Needless to say, the show's humor resides in the book, so it's absent on the CD. With just a few lines of dialogue here and there, there's only an occasional hint on the disc of how the songs fit the narrative. So the recording doesn't amount to much more than those songs, nicely arranged by Stephen Oremus and orchestrated by Oremus and Michael Gibson.
There's a helpful booklet essay by librettist Joe DiPietro and Emily King that explains the genesis of the show. A few tracks stand out, especially the octet first-act finale, ""Can't Help Falling in Love." But the All Shook Up cast album will probably appeal most to fans of this music. Inevitably, it's a good deal less interesting than last season's top cast albums, Dirty Rotten Scoundrels, Spelling Bee, and The Light in the Piazza.
BRIGHT LIGHTS, BIG CITY Sh-K-Boom
Evoking a certain strata of Manhattan life in the 1980s, Jay McInerney's novel Bright Lights, Big City offers a week in the life of a twenty-four-year-old writer adrift in the city. He takes drugs and parties. He pines after the wife/model who left him. He recalls the mother who died one year ago. He loses his job as fact checker at a New Yorker-type magazine. He self destructs, but gradually finds his way back.
McInerney's screenplay for the 1988 film version stuck close to the book, but the book's relative lack of plot along with the absence of the novel's narrative voice resulted in an unworkable film. But that didn't deter Paul Scott Goodman, the author of the book, music, and lyrics for the stage musical version of Bright Lights, Big City, produced in early 1999 at New York Theatre Workshop.

· · · ·

Questions to answer:
1. Summarize the review in two sentences.
2. From the review, extract the words from "BRIGHT LIGHTS, BIG CITY Sh-K-Boom" up to and including "York Theatre Workshop.".

· · · ·

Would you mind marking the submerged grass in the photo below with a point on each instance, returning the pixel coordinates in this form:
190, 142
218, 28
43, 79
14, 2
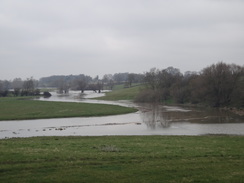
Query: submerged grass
123, 159
17, 109
122, 93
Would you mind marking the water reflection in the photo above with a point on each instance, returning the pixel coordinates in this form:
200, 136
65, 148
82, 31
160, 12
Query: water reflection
154, 117
158, 116
151, 119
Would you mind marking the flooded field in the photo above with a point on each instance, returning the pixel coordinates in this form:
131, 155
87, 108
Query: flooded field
149, 120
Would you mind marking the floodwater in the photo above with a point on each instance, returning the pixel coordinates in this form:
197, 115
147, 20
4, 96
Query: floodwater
149, 120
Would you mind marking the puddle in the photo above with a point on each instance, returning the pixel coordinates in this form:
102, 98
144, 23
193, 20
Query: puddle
149, 120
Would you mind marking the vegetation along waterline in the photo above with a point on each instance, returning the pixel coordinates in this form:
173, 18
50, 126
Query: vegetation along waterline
12, 108
123, 159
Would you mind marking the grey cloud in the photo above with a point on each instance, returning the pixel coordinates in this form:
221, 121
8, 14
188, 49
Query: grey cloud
75, 36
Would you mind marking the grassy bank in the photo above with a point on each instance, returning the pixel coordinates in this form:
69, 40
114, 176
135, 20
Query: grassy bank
17, 109
123, 159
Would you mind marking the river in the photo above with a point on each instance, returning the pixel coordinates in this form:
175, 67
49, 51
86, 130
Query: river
149, 120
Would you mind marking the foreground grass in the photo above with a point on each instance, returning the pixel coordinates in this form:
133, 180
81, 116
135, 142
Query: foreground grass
123, 159
16, 109
122, 93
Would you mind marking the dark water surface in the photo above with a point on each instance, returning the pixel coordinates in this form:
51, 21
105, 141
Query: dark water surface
149, 120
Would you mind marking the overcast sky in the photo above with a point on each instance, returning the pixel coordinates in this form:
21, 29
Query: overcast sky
97, 37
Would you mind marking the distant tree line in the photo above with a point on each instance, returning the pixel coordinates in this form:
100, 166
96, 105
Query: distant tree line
217, 85
83, 82
19, 87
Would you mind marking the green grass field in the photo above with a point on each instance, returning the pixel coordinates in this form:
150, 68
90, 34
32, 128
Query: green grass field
168, 159
18, 109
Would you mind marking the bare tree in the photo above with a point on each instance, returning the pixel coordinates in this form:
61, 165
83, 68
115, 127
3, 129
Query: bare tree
17, 85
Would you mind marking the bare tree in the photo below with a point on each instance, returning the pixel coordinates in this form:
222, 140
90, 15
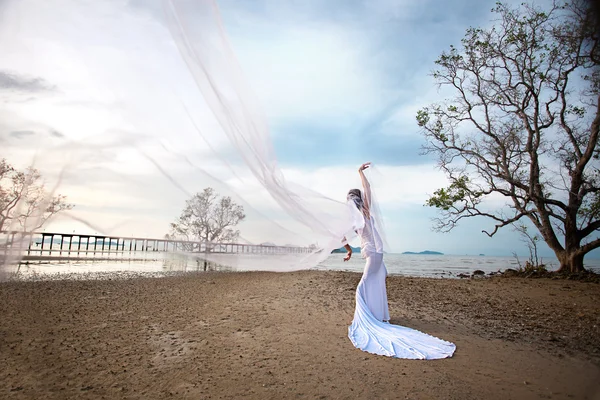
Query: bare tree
209, 219
23, 199
523, 126
531, 240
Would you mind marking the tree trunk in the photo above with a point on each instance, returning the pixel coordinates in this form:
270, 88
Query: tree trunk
571, 262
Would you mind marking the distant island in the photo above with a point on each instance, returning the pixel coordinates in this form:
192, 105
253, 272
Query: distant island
343, 250
428, 252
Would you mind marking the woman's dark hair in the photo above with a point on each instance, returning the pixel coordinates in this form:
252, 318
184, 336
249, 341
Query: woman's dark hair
356, 196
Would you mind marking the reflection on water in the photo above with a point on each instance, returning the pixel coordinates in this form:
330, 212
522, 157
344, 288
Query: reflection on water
165, 264
162, 264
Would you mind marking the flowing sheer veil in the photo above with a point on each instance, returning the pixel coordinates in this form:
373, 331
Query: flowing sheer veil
129, 109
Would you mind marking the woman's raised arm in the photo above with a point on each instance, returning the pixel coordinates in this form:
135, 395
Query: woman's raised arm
366, 186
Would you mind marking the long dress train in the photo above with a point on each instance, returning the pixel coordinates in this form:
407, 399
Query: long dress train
368, 331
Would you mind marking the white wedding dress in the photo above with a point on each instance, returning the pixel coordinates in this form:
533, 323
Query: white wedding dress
369, 330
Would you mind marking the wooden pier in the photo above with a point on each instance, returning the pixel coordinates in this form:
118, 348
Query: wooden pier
66, 244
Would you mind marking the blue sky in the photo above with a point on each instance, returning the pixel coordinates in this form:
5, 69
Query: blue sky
339, 82
393, 48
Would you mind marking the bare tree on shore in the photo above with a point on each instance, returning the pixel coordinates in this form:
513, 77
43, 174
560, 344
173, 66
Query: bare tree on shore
208, 218
523, 126
24, 199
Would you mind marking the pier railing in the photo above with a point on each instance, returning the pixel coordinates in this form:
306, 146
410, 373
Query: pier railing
64, 244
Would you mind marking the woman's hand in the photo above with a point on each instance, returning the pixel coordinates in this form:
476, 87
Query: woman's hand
348, 256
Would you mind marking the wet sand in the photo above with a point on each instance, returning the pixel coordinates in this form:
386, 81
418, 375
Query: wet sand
264, 335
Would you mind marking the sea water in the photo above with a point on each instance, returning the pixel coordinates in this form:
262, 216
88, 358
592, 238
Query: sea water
159, 264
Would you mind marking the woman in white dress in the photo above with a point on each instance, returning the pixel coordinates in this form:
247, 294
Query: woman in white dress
370, 330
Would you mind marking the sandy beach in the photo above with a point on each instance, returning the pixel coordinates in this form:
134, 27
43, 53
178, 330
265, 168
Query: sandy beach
278, 336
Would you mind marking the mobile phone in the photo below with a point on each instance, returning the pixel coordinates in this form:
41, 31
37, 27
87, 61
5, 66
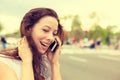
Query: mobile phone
54, 46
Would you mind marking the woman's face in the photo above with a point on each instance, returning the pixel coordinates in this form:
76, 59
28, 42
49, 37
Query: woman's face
44, 32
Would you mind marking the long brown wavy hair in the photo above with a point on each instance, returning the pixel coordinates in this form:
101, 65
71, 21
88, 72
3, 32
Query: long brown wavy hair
28, 22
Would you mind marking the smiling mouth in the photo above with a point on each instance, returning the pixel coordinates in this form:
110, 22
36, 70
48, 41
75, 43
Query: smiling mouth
44, 44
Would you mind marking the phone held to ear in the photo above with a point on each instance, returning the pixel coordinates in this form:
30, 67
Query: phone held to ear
54, 46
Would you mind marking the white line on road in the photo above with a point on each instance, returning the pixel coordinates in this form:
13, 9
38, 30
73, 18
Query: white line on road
111, 58
78, 59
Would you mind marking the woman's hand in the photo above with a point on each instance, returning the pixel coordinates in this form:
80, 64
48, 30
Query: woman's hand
54, 56
24, 50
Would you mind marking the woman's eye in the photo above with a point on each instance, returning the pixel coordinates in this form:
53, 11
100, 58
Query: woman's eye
55, 33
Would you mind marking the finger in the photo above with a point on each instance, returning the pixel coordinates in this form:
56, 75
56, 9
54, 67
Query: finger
58, 40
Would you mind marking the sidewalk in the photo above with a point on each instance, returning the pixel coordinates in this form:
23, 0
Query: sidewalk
73, 49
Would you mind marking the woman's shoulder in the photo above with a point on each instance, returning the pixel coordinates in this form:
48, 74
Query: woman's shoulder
6, 73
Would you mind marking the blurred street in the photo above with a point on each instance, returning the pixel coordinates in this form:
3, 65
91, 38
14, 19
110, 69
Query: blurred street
89, 64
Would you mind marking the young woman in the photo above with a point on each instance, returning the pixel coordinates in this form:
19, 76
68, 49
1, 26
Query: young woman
33, 58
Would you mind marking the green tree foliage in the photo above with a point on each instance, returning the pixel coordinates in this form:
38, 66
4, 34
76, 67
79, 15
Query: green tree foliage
1, 27
77, 31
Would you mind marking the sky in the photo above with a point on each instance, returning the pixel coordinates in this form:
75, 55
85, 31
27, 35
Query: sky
108, 12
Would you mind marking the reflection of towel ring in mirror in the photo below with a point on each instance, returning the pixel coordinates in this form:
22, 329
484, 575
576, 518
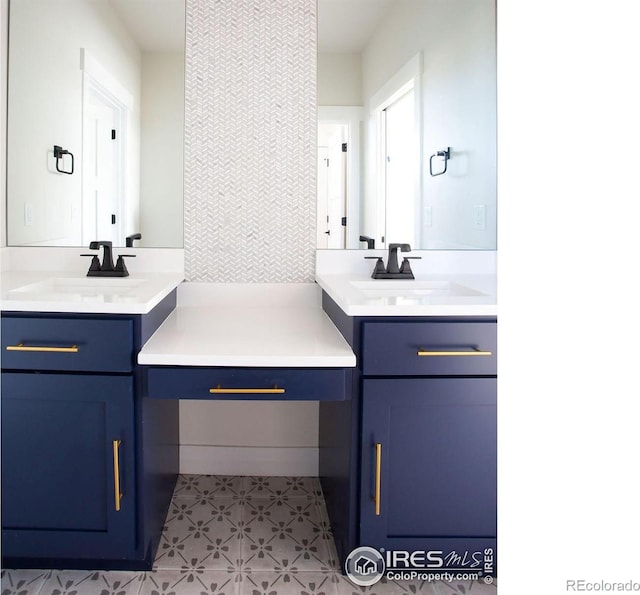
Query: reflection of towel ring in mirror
58, 154
446, 154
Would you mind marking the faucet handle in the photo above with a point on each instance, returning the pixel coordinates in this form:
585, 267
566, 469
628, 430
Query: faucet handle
379, 268
121, 267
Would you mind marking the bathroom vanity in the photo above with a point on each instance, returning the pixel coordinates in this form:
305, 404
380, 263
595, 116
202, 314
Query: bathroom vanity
409, 461
405, 377
88, 463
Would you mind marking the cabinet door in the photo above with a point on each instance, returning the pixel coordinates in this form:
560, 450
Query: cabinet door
435, 466
67, 441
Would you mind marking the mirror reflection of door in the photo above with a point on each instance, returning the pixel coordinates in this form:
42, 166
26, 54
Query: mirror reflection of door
102, 215
332, 185
399, 126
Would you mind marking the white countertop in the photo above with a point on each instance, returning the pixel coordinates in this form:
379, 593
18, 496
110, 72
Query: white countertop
376, 300
248, 325
65, 291
447, 283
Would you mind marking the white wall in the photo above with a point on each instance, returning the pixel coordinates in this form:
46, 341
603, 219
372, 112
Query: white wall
339, 79
45, 80
4, 36
457, 41
162, 153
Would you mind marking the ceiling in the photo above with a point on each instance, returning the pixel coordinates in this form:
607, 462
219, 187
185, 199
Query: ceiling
344, 26
156, 25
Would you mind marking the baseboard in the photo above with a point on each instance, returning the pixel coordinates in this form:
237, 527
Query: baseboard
241, 460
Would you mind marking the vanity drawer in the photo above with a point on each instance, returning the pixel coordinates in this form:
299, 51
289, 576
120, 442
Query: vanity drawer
429, 348
69, 344
264, 384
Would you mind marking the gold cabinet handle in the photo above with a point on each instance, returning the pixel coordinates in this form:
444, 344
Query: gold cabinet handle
42, 348
474, 351
246, 391
376, 493
116, 473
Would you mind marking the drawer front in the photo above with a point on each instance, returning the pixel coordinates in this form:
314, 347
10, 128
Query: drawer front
67, 344
264, 384
429, 348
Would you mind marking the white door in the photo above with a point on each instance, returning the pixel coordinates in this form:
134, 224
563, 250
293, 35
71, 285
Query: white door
400, 170
332, 186
102, 216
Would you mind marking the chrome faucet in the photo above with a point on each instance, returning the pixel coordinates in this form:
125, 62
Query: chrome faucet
392, 270
107, 268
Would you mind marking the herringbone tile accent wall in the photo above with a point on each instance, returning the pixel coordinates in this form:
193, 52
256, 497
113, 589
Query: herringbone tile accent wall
250, 148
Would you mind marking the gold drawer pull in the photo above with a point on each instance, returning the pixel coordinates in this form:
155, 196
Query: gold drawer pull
376, 494
43, 349
116, 473
246, 391
423, 352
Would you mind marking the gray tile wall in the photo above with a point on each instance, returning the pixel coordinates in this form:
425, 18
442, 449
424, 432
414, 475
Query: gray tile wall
250, 140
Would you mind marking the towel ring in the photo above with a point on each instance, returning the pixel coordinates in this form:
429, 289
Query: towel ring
446, 154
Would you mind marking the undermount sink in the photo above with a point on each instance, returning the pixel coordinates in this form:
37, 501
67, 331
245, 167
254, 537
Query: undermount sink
88, 288
411, 287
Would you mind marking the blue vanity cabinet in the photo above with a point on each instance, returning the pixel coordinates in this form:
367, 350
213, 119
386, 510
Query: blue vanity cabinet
428, 478
88, 464
68, 463
409, 463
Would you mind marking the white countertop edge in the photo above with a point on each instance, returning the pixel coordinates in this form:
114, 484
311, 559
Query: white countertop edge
157, 286
247, 361
349, 299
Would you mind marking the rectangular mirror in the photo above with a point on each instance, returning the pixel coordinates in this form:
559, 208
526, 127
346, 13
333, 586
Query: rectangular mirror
407, 124
95, 127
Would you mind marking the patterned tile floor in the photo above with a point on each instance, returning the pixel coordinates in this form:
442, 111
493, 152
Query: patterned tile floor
234, 536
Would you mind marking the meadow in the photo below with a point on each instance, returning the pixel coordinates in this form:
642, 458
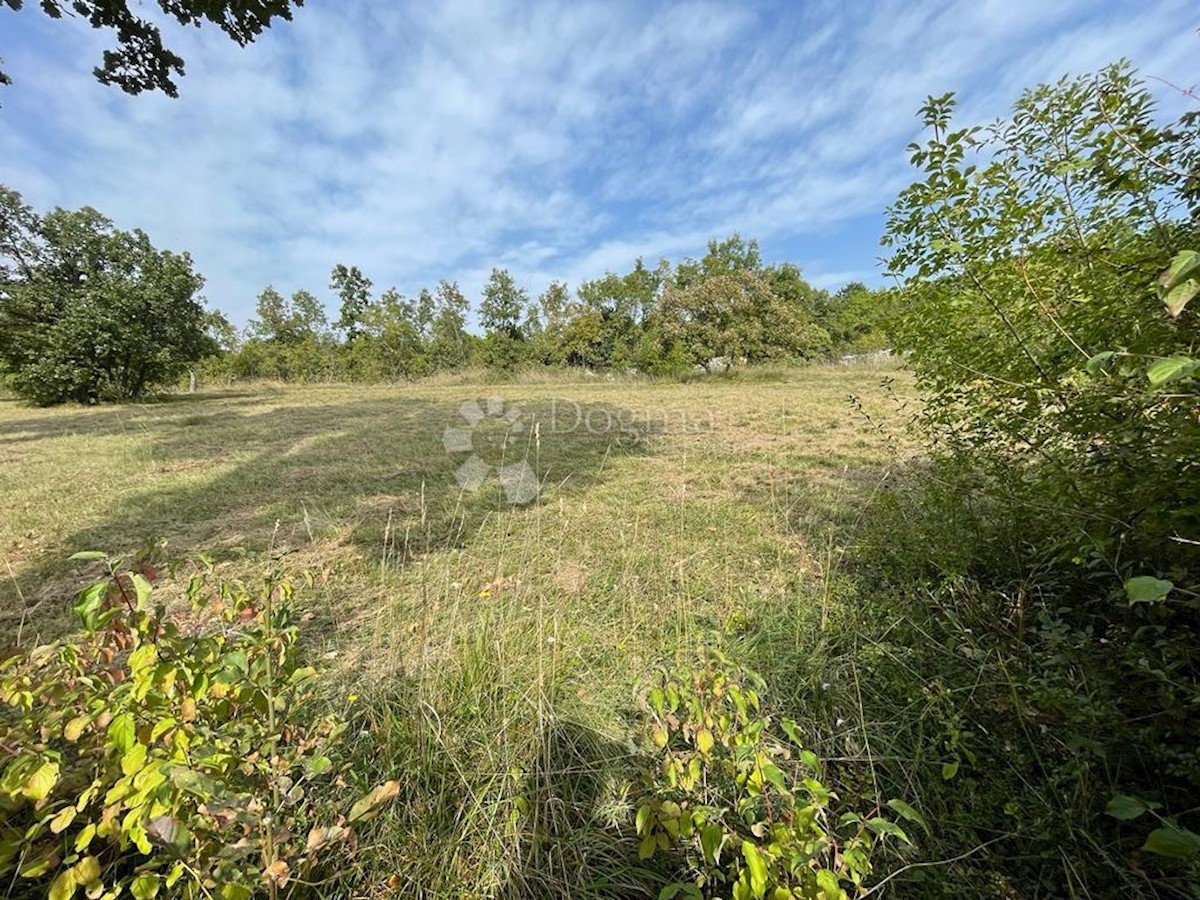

· · · ·

Solutions below:
1. The review finds that the All Shook Up cast album lacks the show's humor and most of its dialogue, so it offers little beyond nicely arranged songs and will appeal mainly to fans of this music. It then turns to Bright Lights, Big City and describes Jay McInerney's novel about a young writer adrift in 1980s Manhattan, the unworkable 1988 film version, and Paul Scott Goodman's stage musical produced in early 1999 at New York Theatre Workshop.

2.
BRIGHT LIGHTS, BIG CITY Sh-K-Boom
Evoking a certain strata of Manhattan life in the 1980s, Jay McInerney's novel Bright Lights, Big City offers a week in the life of a twenty-four-year-old writer adrift in the city. He takes drugs and parties. He pines after the wife/model who left him. He recalls the mother who died one year ago. He loses his job as fact checker at a New Yorker-type magazine. He self destructs, but gradually finds his way back.
McInerney's screenplay for the 1988 film version stuck close to the book, but the book's relative lack of plot along with the absence of the novel's narrative voice resulted in an unworkable film. But that didn't deter Paul Scott Goodman, the author of the book, music, and lyrics for the stage musical version of Bright Lights, Big City, produced in early 1999 at New York Theatre Workshop.